**Activities:**
[A] In the interview about milk, repeat the text word for word, starting with "IN Milk! A 10,000-Year" and going on through "milk-related creation myths.".
[B] According to the interview about milk, what Greek term does the word galaxy come from?
[C] In the interview about milk, list every animal named in the reply on which animal humans first used for milk.

Text passage Start Marker

IN Milk! A 10,000-Year Food Fracas, journalist Mark Kurlansky explores the cultural, economic and culinary story of milk.
He tells Laura Smith the Honest Truth about this often controversial form of nourishment, and questions whether we should be drinking it at all past infancy.
Why write about milk?
If you think about what milk is, it’s a bodily fluid from animals that we give to babies and there’s a history of people getting sick and dying from it, so there have always been some legitimate health concerns. It has always been controversial but you have dairy farmers earning their living by dealing with these controversies and trying to turn them into profit. I thought that was an interesting story with 10,000 years of history to it.
What are the earliest records of milk?
It seems that most ancient civilisations have milk-related creation myths.
I like the Ancient Greeks story of the Milky Way – the idea that milk was spilled in the heavens and all the drops are stars. The word galaxy comes from the Greek term for milk, “gala”.
Do we know which animal humans first used for milk?
No, we don’t. We do know it was in the Middle East where animals were first domesticated. It would have been around 10,000 years ago. It was probably either a goat or a camel. It certainly wasn’t a cow.
Which animal’s milk is best for us?

Text passage End Marker
Supplied data Start Marker

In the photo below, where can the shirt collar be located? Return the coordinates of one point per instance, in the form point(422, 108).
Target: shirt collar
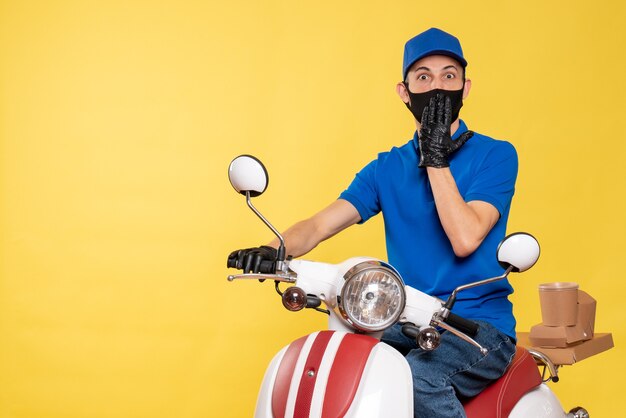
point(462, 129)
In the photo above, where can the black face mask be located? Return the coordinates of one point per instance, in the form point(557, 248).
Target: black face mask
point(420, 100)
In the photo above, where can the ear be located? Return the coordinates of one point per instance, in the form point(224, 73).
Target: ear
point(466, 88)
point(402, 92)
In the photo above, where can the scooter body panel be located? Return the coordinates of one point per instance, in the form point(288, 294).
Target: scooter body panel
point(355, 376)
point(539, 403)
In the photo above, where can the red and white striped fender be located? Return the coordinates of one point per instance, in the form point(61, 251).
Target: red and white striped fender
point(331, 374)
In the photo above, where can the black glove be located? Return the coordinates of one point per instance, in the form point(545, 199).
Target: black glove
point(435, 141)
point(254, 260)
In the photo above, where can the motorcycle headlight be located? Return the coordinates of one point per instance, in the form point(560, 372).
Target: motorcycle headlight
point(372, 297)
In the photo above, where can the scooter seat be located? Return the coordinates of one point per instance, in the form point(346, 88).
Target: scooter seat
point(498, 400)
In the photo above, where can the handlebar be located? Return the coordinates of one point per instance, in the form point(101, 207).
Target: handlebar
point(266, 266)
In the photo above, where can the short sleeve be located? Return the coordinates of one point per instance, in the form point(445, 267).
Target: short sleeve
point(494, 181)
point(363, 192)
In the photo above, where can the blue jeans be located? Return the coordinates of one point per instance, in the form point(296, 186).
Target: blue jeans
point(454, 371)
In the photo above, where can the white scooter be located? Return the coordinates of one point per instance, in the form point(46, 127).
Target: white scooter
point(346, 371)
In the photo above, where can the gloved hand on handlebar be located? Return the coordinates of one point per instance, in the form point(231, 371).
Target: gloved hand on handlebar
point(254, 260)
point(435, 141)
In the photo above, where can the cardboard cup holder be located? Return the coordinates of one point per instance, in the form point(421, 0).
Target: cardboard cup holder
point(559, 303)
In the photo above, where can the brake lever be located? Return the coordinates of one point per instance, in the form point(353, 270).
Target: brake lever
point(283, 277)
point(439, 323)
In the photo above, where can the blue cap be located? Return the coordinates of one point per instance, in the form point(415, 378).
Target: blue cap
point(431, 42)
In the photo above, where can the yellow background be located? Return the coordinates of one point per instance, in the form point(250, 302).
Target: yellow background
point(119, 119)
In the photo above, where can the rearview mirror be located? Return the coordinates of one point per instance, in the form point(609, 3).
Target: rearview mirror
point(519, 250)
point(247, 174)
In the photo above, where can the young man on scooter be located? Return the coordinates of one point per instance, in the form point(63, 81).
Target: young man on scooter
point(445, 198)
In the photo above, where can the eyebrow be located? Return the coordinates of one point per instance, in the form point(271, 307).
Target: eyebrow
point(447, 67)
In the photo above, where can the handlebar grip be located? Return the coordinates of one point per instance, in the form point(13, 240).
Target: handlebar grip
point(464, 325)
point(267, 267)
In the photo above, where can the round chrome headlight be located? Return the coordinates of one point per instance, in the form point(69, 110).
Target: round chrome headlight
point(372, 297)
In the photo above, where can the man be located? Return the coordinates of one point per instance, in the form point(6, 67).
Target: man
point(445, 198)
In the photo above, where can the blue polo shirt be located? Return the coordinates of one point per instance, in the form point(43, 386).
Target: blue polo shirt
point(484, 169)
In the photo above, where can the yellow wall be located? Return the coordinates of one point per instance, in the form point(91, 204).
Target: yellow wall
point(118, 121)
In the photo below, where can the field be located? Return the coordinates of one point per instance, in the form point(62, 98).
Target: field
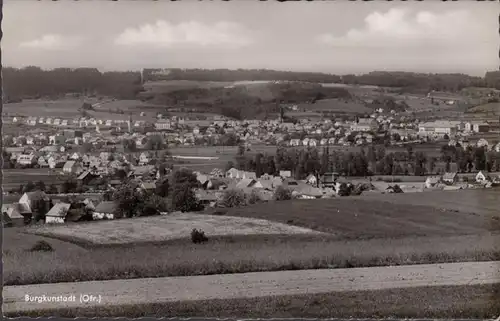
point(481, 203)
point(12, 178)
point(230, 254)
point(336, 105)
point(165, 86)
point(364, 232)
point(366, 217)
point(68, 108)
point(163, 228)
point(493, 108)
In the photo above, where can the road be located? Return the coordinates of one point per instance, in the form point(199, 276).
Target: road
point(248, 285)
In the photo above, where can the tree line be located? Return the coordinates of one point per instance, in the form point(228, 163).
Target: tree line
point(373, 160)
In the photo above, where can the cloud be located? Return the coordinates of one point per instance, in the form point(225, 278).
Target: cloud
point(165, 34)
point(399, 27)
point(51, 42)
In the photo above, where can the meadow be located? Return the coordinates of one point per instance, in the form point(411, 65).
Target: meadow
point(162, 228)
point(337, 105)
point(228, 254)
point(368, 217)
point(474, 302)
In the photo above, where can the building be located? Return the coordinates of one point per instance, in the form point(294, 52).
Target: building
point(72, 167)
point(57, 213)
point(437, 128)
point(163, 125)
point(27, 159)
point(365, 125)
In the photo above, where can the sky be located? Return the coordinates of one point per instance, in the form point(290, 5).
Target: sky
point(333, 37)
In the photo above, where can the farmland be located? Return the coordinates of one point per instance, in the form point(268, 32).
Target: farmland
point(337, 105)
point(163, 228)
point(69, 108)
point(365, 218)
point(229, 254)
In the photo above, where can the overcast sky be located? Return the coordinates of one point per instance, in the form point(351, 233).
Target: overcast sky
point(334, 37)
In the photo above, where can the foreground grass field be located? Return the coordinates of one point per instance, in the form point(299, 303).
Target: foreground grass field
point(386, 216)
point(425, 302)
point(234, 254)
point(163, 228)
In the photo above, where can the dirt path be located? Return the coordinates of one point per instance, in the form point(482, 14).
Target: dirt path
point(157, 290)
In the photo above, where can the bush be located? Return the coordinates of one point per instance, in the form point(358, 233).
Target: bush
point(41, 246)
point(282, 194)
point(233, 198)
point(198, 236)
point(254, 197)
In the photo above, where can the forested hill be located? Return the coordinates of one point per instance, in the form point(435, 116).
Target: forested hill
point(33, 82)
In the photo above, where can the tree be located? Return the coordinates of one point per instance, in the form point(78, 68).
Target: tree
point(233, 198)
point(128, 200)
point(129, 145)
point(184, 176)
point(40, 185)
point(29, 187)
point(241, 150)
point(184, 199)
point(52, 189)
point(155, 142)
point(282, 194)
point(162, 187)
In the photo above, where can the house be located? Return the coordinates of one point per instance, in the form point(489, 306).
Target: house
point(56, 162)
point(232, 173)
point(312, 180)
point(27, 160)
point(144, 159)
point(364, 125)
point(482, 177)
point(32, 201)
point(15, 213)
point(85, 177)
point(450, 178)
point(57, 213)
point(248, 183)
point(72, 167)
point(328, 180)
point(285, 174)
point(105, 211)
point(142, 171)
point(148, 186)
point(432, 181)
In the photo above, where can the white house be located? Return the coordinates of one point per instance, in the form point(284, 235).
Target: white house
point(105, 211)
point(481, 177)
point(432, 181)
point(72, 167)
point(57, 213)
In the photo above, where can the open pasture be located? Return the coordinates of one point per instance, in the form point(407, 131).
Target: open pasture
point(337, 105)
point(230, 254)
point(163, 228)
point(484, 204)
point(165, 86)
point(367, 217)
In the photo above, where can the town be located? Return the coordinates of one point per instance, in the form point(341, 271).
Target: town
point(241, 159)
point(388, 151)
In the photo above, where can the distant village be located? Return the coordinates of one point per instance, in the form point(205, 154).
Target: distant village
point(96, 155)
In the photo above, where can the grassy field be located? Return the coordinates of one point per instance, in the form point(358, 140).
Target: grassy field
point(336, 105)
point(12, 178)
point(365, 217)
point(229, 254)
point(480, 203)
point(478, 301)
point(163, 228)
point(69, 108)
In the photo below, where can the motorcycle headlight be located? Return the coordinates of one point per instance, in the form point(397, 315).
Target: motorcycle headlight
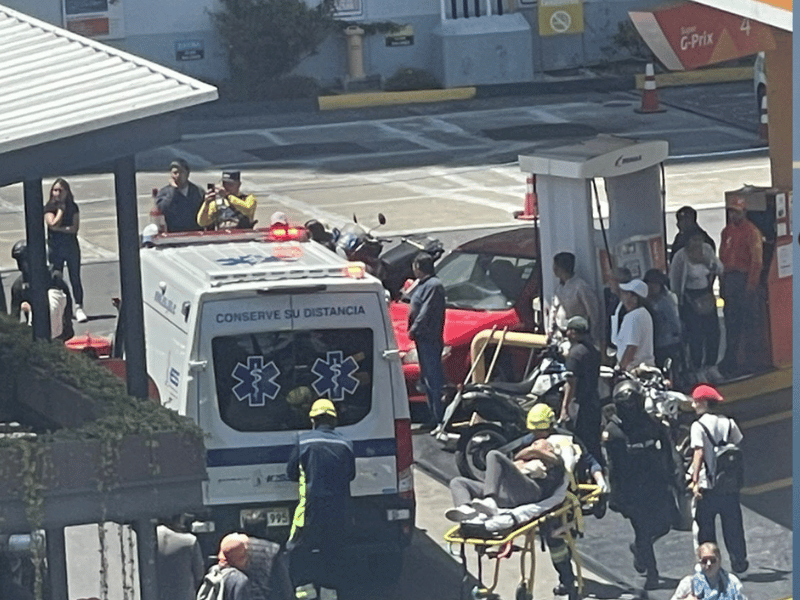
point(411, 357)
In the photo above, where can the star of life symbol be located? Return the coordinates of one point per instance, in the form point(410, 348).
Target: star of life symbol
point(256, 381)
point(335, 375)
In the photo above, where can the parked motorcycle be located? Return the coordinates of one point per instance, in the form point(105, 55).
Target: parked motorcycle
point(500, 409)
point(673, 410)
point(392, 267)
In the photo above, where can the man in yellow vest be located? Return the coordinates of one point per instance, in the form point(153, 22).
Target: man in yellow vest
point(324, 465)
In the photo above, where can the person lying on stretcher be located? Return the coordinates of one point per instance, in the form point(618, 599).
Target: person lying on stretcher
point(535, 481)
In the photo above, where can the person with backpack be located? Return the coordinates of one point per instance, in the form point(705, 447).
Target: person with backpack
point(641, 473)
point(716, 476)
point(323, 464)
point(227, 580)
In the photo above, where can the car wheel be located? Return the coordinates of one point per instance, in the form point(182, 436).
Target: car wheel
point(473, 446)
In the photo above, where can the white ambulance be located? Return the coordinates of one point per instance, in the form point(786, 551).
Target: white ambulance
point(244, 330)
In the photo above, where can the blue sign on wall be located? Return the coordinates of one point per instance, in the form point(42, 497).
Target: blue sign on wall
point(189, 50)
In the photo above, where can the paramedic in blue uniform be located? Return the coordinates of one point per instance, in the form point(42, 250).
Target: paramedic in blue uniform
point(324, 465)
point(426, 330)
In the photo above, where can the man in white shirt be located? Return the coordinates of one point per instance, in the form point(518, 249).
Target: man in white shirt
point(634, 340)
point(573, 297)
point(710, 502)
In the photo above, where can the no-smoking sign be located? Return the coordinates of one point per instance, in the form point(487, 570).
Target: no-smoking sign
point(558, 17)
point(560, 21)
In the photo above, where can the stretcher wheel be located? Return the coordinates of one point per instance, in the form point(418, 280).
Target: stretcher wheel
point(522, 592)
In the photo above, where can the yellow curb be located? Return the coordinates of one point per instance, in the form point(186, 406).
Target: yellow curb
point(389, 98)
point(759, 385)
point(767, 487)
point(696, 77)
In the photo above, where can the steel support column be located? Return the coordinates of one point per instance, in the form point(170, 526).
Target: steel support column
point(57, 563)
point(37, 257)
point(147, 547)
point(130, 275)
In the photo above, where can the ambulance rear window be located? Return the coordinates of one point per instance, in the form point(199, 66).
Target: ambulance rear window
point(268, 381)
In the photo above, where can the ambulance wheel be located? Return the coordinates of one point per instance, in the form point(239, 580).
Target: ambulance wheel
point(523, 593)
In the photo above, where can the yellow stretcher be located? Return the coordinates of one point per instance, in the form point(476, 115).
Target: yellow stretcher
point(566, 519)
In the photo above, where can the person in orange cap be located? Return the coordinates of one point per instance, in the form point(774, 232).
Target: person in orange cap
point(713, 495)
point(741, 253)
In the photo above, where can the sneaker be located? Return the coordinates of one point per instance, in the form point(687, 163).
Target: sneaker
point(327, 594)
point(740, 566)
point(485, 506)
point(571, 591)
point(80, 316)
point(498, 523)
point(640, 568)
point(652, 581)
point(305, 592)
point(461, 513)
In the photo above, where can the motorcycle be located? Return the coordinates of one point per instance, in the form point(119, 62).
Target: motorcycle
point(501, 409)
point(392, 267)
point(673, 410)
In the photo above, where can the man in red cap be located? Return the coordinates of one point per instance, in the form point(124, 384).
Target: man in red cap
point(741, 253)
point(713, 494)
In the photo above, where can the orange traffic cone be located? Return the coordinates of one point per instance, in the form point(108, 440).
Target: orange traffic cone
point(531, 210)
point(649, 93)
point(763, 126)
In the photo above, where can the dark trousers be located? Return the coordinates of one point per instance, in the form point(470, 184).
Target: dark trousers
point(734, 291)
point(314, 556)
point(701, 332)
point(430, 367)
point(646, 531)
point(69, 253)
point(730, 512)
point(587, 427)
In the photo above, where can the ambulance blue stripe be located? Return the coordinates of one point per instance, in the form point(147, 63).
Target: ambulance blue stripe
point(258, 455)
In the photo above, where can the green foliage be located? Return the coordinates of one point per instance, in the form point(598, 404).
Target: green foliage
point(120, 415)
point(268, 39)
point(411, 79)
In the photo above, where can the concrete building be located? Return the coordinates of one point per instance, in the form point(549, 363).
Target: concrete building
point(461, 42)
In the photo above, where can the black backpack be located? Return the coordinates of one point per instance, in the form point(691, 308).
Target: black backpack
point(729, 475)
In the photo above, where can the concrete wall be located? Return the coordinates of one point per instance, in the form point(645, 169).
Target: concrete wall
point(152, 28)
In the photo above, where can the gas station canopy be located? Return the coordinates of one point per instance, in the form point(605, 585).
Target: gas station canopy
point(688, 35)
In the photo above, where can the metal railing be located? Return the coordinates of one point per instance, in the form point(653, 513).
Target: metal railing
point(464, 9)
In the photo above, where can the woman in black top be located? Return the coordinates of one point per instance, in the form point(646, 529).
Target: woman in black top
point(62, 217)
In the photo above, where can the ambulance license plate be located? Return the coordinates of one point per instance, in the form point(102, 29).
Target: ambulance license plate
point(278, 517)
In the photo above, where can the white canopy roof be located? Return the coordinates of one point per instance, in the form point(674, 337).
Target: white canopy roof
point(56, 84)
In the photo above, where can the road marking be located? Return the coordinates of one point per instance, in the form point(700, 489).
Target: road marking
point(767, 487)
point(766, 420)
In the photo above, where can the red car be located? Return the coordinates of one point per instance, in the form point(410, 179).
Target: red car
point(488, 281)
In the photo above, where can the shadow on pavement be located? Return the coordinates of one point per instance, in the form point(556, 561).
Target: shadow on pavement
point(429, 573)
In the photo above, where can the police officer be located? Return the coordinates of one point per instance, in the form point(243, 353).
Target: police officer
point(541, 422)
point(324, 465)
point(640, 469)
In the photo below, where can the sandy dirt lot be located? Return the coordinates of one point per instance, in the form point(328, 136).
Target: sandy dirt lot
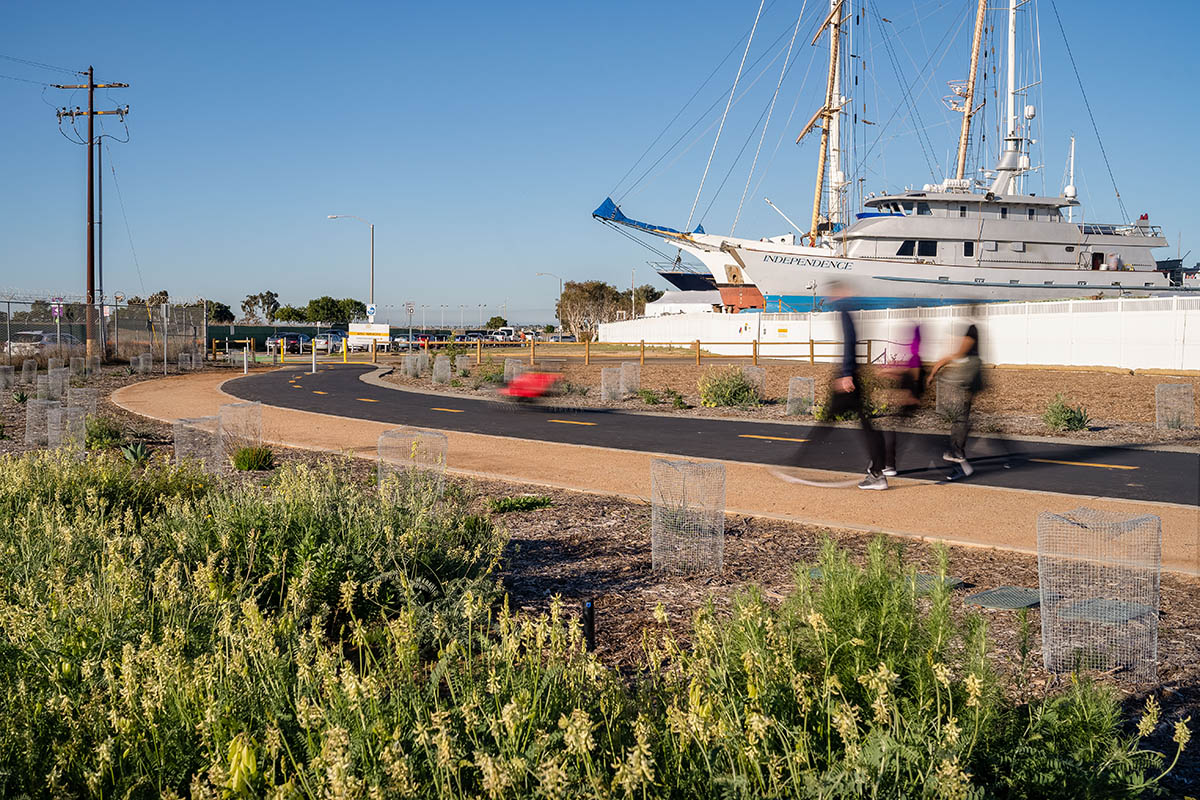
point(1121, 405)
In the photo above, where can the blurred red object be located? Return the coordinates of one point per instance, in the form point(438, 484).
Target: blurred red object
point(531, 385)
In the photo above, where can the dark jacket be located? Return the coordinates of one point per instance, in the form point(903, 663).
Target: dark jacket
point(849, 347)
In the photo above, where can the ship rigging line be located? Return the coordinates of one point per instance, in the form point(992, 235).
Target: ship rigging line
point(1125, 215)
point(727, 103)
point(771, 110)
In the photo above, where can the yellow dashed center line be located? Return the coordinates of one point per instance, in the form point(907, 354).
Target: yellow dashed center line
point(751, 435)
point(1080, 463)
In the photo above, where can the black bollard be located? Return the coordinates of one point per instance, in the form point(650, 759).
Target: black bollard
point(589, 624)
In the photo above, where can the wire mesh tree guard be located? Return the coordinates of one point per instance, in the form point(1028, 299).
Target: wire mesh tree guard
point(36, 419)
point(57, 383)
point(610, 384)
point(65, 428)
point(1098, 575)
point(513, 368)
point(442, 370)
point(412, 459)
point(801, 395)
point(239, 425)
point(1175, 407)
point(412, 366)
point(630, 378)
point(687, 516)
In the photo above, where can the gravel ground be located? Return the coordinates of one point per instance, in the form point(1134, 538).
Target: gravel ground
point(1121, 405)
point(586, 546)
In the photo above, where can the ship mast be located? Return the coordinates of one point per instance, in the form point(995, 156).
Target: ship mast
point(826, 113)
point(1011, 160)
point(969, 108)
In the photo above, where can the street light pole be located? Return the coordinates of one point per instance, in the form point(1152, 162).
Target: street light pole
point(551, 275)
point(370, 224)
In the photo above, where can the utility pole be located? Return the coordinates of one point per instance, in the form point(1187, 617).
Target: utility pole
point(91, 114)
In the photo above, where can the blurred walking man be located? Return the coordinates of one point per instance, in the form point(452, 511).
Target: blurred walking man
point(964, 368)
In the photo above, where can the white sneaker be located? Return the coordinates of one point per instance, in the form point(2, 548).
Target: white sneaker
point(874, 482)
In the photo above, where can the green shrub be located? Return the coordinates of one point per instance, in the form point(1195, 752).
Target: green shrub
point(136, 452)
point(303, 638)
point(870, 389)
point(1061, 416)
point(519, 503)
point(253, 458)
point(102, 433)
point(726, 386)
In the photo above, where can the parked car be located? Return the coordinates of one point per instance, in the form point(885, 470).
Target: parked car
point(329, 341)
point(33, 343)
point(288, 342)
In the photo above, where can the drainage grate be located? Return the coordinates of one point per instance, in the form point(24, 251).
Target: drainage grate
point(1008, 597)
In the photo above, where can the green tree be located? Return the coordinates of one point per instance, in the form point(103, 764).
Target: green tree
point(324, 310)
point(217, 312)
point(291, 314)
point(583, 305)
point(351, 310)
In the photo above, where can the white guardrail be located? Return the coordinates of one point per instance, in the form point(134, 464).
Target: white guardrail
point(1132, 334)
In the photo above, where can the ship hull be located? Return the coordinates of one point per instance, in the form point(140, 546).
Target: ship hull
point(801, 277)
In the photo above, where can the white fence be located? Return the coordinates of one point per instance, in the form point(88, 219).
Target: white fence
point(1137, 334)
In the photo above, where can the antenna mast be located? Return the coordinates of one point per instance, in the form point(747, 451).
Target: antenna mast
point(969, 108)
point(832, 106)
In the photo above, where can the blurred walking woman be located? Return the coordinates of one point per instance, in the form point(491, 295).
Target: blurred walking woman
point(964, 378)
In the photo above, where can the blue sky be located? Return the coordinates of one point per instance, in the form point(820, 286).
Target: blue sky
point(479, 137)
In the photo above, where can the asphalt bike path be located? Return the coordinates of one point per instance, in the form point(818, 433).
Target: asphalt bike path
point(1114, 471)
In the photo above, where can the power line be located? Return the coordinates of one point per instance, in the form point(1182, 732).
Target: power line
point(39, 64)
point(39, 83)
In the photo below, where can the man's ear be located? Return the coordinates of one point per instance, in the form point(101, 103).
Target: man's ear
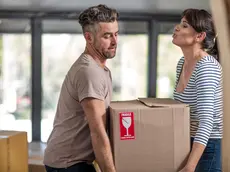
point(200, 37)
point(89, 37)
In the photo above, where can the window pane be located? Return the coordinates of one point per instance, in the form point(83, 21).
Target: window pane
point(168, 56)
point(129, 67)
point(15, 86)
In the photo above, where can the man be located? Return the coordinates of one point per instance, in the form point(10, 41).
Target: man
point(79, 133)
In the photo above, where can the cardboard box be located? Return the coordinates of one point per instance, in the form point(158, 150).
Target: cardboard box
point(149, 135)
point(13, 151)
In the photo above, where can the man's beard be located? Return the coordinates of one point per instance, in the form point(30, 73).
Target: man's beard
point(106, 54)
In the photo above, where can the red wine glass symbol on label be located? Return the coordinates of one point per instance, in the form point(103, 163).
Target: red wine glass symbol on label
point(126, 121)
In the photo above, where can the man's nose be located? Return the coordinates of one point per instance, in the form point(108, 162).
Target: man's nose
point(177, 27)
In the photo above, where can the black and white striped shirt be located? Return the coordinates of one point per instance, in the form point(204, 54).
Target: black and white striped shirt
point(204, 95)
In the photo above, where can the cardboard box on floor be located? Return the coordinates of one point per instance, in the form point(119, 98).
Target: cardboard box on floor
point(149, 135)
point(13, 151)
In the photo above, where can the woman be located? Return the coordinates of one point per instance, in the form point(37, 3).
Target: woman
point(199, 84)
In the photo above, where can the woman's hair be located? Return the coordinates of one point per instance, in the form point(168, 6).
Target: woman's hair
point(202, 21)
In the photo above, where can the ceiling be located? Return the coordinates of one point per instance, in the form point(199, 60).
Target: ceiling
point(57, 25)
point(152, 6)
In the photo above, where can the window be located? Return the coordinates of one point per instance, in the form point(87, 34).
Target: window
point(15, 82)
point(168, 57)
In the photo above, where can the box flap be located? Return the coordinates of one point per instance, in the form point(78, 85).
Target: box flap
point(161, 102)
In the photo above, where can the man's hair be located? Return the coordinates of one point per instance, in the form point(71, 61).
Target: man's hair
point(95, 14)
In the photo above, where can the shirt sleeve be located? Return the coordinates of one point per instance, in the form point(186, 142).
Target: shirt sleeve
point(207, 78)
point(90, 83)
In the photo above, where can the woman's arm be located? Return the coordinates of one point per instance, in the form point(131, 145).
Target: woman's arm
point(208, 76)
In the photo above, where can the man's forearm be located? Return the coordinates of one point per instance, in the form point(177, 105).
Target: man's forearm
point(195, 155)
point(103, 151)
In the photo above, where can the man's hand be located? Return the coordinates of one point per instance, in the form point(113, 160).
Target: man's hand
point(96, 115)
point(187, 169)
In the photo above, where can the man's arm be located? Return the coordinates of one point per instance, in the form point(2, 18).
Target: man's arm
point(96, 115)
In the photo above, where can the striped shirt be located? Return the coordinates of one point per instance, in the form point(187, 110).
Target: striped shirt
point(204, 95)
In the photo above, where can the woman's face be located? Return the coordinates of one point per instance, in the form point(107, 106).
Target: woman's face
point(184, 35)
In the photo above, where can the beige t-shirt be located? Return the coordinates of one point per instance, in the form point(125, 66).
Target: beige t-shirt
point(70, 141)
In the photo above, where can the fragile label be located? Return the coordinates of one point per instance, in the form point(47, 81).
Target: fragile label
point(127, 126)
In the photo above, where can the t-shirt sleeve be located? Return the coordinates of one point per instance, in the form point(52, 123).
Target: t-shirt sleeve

Supplied data End Marker

**Task responses:**
[A]
IN Milk! A 10,000-Year Food Fracas, journalist Mark Kurlansky explores the cultural, economic and culinary story of milk.
He tells Laura Smith the Honest Truth about this often controversial form of nourishment, and questions whether we should be drinking it at all past infancy.
Why write about milk?
If you think about what milk is, it’s a bodily fluid from animals that we give to babies and there’s a history of people getting sick and dying from it, so there have always been some legitimate health concerns. It has always been controversial but you have dairy farmers earning their living by dealing with these controversies and trying to turn them into profit. I thought that was an interesting story with 10,000 years of history to it.
What are the earliest records of milk?
It seems that most ancient civilisations have milk-related creation myths.

[B] The Greek term for milk, "gala".

[C] Goat, camel, cow